Tasks to carry out
A. Using the passage below titled "Don't drop that bomb on me," decide whether each statement agrees with it: (i) the writer is a fourth-generation Yankees fan; (ii) Aaron Judge's record chase produced a burst of action over the weekend; (iii) Ukrainian routs and advances make the Russian Federation less dangerous. Answer yes or no for each, quoting the words of the passage that decide it.
B. Summarize the passage below titled "Don't drop that bomb on me" in two sentences.

Passage to read

Don't drop that bomb on me
This weekend I was preoccupied with two real-time events. One was Yankees right fielder Aaron Judge’s hunt for 62: the team and American League single-season home-run record. (Yes, I’m a fourth-generation Yankees fan, sorry if this offends.) In both games over the weekend, every time the 6’ 7” slugger got up to to the plate I had the same thought: Sure there’s only a small chance that Judge will hit a homer with any individual pitch, or in any particular at bat. But in the aggregate, and given his recent track record, it’s ultimately inevitable, right? Things were ultimately quiet on that front.
The other event is the war in Ukraine — a war in which, somewhat paradoxically, every Ukrainian rout and advance (and there have been a lot of them lately) makes the Russian Federation and its leader more dangerous. I probably don’t have to rehearse the widely shared concern here: If Vladimir Putin fears the imminent collapse of his invasion force, and the personal and military humiliation that collapse will entail, he may be tempted to put in play the only powerful piece he’d have left — a bomb, of some size, from his vast nuclear arsenal.

Material provided
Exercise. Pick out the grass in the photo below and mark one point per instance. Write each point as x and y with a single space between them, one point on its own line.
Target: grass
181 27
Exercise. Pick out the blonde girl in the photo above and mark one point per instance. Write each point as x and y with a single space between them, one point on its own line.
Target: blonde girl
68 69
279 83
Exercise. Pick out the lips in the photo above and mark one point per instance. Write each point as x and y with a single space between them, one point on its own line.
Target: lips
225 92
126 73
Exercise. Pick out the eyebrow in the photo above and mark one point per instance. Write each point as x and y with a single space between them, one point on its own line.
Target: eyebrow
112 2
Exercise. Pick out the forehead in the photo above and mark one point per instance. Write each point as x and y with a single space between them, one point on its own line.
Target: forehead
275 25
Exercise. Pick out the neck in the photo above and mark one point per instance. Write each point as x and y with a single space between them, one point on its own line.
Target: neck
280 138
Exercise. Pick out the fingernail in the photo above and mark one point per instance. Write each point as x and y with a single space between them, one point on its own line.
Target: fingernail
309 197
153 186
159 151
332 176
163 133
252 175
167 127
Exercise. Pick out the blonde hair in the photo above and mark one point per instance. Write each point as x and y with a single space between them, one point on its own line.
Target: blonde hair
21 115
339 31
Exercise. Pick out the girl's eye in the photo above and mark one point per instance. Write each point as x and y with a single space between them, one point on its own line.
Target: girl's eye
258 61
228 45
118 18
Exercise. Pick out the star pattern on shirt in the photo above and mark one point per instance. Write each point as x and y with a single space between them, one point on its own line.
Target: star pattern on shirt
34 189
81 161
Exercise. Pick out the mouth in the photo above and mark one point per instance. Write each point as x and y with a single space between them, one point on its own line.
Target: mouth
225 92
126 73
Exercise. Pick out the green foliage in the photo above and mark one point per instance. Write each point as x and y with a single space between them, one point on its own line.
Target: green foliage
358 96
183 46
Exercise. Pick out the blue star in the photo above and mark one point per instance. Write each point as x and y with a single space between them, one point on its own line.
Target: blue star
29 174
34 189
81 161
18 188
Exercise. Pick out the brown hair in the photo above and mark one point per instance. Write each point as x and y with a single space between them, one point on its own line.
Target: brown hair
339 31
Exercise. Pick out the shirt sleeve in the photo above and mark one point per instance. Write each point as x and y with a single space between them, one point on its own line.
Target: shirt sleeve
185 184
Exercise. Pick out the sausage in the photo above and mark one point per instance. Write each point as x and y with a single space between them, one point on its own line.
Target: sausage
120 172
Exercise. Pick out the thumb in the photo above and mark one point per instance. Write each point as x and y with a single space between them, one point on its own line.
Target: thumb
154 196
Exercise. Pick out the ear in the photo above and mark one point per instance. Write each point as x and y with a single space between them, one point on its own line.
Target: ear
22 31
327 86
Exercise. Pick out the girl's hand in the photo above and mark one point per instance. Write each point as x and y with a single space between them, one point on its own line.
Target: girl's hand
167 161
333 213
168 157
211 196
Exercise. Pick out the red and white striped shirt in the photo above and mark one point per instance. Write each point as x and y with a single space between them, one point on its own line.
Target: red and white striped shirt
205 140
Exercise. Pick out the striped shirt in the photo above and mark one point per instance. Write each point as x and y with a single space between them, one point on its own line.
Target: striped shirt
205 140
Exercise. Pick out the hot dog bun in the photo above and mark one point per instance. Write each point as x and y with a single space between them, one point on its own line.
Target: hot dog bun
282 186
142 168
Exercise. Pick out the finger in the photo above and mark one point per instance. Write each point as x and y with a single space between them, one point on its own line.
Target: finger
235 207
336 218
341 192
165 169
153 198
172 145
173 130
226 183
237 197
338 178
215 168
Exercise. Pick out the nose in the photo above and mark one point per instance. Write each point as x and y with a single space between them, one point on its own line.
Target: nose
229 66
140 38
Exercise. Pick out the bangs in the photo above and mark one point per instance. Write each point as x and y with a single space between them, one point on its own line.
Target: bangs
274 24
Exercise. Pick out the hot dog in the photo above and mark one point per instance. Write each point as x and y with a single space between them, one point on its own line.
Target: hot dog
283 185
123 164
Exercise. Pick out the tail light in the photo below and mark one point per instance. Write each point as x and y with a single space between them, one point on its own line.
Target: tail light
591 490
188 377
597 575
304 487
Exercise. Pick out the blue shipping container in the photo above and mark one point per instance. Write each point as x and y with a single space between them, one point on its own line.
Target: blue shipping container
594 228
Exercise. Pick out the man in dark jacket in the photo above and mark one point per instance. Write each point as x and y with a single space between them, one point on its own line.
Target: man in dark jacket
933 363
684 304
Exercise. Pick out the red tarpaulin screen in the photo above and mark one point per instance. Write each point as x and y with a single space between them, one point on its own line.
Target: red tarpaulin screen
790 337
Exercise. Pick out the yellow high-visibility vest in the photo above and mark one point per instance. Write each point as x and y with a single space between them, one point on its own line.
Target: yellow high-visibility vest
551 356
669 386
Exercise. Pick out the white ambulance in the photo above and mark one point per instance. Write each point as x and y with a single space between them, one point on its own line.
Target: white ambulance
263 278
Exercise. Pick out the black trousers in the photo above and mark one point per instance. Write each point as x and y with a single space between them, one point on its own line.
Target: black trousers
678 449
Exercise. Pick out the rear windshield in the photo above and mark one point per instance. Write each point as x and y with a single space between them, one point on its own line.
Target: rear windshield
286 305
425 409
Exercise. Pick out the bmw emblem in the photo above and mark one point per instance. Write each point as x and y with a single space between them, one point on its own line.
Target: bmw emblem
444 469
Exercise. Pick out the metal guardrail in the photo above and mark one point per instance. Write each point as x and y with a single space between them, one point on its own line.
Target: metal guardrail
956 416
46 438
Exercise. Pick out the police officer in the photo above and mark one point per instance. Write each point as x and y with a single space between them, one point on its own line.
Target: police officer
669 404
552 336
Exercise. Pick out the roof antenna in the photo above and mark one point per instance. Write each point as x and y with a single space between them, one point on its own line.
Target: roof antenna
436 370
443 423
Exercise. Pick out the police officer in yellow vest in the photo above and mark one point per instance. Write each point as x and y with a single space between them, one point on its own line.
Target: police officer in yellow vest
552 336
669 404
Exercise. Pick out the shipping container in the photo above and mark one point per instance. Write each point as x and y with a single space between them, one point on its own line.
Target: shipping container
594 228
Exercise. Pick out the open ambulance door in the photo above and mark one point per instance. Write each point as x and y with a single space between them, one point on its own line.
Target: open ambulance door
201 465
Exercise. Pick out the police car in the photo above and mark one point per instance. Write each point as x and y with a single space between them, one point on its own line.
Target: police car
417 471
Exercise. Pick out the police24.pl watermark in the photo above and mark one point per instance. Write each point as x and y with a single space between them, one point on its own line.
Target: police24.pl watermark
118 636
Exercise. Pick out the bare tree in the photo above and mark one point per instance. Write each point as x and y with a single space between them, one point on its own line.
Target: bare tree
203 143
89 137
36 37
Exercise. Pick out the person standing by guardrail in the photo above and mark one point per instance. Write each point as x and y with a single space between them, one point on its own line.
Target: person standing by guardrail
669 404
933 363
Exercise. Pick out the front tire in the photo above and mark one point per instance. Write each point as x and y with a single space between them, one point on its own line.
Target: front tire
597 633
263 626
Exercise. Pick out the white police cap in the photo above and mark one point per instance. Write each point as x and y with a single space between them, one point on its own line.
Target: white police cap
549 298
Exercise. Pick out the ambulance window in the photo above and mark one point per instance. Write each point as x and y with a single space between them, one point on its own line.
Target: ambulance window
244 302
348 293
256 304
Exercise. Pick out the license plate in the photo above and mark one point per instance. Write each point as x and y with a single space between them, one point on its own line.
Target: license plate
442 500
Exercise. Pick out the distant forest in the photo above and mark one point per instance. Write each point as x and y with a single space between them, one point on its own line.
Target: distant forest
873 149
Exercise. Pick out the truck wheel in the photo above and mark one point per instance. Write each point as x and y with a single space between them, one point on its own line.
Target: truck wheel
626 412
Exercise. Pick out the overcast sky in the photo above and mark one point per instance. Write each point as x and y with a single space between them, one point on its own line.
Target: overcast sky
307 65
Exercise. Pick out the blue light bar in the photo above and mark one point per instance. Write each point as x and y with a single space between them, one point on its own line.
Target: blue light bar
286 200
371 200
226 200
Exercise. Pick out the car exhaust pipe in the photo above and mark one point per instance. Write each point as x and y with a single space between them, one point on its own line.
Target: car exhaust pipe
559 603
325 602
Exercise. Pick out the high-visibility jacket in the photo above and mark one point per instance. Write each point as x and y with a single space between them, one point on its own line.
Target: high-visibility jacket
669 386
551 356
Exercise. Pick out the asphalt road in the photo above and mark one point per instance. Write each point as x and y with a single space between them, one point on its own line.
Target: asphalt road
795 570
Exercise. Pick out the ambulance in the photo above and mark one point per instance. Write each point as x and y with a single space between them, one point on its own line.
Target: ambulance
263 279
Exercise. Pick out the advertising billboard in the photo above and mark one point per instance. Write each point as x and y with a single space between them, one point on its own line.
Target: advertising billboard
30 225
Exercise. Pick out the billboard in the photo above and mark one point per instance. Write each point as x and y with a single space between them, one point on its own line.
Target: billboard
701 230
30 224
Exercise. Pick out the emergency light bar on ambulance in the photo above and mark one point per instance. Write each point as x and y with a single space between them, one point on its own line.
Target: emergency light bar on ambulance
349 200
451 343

Solutions to the problems
A.
(i) Yes: "I’m a fourth-generation Yankees fan"
(ii) No: "Things were ultimately quiet on that front."
(iii) No: "every Ukrainian rout and advance (and there have been a lot of them lately) makes the Russian Federation and its leader more dangerous"

B. Over the weekend, the writer followed Aaron Judge's hunt for 62 home runs, the Yankees and American League single-season record, but things stayed quiet on that front. The writer also followed the war in Ukraine, where every Ukrainian rout and advance makes Russia more dangerous, since Vladimir Putin, if he fears the collapse of his invasion force, may be tempted to use a nuclear bomb.